Roman Catholic diocese in Ecuador

The Roman Catholic Diocese of Guaranda (Dioecesis Guarandensis) is a diocese located in the city of Guaranda in the ecclesiastical province of Quito. It was erected on 29 December 1957 from territory from the Diocese of Riobamba.

==Bishops==
- Gilberto Tapia (10 Dec 1957 – 1958), did not take effect
- Cándido Rada Senosiáin, S.D.B. (31 Mar 1960 – 24 May 1980)
- Raúl Holguer López Mayorga (24 May 1980 – 18 Jun 1990), appointed Bishop of Latacunga
- Miguel Angel Aguilar Miranda (11 Apr 1991 – 14 Feb 2004), appointed Bishop of Ecuador, Military
- Ángel Polibio Sánchez Loayza (25 Nov 2004 – 20 Jul 2013), appointed Bishop of Machala
- Skiper Bladimir Yáñez Calvachi (24 Jun 2014 - 27 Mar 2018), appointed Bishop of Babahoyo
- Hermenegildo José Torres Asanza (4 Oct 2018–present)

===Coadjutor bishop===
- Raúl Holguer López Mayorga (1974-1980)

===Auxiliary bishop===
- Raúl Holguer López Mayorga (1973-1974), appointed Coadjutor here

===Another priest of this diocese who became bishop===
- Fausto Feliciano Gaibor García, appointed Auxiliary Bishop of Riobamba in 2006

==Special churches==
The Santuario Nacional de Nuestra Señora María Natividad del Guayco (National Shrine of the Nativity of Our Lady) is located within the diocese, in the parish of Magdalena, canton of Chimbo.

**Study questions**
- A) According to the Guaranda diocese text, the territory of which diocese was used to erect the Diocese of Guaranda?
- B) Repeat a part of the Guaranda diocese text word for word. Begin at the words "Roman Catholic diocese in" and stop after "24 May 1980)".
Use nothing but the Guaranda diocese text.

**Listed entries**
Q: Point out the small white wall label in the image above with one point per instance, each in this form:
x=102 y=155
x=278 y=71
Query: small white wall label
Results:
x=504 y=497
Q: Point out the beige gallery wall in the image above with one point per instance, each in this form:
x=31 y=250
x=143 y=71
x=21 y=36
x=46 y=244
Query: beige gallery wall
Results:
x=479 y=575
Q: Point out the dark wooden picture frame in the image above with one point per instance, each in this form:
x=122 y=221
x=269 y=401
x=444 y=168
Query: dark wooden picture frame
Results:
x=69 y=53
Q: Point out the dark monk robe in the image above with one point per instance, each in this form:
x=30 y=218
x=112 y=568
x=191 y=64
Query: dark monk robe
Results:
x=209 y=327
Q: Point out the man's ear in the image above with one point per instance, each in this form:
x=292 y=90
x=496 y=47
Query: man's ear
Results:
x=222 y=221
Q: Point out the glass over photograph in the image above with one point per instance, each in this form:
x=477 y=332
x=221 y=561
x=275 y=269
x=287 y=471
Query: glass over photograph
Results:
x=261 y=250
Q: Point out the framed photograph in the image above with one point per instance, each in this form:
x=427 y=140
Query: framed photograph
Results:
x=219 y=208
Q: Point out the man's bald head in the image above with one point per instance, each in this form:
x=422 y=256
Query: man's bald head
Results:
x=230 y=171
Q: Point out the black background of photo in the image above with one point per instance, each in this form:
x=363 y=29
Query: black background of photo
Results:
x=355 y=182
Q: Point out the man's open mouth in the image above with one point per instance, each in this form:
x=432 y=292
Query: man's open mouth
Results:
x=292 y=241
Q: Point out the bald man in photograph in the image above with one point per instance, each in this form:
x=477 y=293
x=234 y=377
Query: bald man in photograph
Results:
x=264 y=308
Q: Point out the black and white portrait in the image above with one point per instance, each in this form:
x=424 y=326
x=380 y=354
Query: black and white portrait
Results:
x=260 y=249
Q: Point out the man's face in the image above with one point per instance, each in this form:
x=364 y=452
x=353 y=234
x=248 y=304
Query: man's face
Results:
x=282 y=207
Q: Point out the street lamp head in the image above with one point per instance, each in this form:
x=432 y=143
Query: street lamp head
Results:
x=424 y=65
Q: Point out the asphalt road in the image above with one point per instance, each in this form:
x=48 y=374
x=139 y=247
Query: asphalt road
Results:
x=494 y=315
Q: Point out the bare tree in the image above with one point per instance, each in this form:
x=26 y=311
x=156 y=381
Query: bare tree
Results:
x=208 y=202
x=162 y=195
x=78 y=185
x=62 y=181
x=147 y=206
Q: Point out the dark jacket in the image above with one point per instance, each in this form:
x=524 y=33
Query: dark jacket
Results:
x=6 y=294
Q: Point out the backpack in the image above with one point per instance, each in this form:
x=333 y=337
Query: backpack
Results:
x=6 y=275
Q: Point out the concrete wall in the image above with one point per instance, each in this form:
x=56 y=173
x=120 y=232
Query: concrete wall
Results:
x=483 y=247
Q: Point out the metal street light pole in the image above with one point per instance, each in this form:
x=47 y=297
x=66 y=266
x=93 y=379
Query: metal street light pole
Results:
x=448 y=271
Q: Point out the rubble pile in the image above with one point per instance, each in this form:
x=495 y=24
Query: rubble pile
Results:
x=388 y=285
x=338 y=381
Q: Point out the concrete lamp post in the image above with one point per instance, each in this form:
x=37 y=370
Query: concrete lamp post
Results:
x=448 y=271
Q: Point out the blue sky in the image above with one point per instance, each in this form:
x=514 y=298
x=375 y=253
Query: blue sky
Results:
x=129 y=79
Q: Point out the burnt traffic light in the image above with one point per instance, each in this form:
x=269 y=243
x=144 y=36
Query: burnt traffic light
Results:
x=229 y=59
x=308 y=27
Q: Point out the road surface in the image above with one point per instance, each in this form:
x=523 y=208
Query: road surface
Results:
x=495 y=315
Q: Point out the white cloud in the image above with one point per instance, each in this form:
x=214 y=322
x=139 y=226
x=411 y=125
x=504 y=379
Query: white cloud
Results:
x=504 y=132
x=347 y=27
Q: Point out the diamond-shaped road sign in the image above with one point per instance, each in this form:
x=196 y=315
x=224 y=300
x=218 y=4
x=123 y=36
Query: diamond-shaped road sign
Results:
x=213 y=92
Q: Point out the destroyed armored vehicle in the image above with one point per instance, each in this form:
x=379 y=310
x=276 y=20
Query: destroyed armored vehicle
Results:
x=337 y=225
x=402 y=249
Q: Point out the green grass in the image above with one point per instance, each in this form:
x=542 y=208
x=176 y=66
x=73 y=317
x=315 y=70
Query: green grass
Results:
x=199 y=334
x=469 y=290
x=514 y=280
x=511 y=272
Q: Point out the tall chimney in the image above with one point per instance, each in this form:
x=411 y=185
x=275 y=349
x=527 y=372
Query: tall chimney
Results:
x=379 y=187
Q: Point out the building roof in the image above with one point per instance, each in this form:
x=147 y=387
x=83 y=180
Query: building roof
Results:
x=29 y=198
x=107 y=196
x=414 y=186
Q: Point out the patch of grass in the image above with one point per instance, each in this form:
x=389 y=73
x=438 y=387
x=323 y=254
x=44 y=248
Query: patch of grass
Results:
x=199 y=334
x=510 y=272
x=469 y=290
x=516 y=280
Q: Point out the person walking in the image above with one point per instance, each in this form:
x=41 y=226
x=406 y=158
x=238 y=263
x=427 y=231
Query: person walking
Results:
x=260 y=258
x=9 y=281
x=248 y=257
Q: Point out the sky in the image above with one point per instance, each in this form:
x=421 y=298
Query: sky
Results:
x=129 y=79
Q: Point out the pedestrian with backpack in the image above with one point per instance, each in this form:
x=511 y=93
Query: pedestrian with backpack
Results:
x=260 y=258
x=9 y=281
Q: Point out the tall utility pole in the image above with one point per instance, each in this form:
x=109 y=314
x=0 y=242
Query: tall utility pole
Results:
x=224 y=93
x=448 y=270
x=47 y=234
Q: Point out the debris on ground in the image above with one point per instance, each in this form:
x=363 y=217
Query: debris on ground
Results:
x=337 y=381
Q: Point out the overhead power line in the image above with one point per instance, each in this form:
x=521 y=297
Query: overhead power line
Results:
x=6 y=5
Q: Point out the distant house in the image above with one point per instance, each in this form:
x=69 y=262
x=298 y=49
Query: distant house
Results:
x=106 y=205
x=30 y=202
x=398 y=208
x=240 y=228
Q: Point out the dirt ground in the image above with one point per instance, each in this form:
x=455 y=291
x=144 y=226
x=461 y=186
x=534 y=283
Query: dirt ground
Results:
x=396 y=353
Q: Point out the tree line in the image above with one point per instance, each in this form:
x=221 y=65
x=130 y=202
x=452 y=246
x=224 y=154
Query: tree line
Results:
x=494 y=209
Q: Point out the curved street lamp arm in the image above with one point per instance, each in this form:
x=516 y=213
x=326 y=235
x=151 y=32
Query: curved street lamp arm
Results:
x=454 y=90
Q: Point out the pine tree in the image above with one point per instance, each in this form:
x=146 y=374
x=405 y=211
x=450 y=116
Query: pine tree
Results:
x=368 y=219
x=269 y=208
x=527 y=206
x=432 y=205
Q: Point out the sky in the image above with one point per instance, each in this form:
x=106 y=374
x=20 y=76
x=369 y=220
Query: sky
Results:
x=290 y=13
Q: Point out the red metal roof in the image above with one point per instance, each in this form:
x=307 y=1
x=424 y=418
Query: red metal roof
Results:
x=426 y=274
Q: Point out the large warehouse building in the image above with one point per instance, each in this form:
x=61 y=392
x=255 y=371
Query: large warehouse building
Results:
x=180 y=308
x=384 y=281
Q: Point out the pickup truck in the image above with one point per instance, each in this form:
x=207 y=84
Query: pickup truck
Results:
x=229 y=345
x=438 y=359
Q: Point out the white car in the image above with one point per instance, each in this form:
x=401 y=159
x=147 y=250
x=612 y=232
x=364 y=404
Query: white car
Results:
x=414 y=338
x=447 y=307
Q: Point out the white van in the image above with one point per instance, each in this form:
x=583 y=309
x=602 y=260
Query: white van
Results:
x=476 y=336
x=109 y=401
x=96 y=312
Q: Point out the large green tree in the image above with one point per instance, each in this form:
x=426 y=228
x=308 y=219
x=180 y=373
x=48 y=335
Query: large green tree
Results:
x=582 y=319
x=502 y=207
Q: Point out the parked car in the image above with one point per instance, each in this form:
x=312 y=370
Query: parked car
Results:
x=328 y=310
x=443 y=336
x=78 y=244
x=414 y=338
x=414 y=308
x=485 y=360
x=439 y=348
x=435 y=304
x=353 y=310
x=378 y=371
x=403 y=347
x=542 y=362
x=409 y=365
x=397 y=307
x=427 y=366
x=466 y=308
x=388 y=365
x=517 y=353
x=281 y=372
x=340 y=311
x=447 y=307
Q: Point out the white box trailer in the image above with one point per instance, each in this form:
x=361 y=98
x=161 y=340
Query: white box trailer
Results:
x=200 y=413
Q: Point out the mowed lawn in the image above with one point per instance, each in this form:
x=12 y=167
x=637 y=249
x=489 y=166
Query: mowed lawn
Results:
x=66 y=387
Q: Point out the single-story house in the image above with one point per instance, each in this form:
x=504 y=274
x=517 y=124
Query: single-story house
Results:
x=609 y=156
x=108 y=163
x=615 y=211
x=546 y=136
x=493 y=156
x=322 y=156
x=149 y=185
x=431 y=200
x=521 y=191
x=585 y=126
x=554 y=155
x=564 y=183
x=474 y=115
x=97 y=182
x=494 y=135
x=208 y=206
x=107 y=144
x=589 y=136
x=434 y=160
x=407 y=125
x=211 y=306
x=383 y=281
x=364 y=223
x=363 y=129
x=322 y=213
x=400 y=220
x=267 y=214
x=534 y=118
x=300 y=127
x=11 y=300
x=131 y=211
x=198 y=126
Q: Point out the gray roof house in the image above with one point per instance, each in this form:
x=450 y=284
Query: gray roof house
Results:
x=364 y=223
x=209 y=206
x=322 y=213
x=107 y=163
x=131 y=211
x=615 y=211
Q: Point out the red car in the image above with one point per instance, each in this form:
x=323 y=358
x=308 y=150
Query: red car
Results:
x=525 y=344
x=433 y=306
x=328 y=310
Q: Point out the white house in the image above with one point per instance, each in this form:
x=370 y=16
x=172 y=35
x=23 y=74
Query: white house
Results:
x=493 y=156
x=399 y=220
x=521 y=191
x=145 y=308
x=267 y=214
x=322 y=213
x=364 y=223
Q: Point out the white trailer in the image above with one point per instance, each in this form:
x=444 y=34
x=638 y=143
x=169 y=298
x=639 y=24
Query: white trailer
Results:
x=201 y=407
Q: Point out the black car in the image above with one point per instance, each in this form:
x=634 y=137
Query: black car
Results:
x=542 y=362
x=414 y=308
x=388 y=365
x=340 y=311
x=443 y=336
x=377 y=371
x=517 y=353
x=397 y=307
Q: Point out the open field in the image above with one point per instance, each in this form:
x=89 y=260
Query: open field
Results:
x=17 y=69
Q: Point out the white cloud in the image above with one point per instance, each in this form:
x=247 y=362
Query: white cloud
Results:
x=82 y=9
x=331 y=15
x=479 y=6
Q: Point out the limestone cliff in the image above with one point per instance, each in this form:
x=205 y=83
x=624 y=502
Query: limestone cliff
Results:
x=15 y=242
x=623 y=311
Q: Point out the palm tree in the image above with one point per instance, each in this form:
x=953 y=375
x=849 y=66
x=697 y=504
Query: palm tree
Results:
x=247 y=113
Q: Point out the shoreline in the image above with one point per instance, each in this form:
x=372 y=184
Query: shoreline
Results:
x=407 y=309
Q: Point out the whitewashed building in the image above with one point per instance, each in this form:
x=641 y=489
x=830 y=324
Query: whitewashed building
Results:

**Solutions**
- A) The Diocese of Riobamba.

- B)
Roman Catholic diocese in Ecuador

The Roman Catholic Diocese of Guaranda (Dioecesis Guarandensis) is a diocese located in the city of Guaranda in the ecclesiastical province of Quito. It was erected on 29 December 1957 from territory from the Diocese of Riobamba.

==Bishops==
- Gilberto Tapia (10 Dec 1957 – 1958), did not take effect
- Cándido Rada Senosiáin, S.D.B. (31 Mar 1960 – 24 May 1980)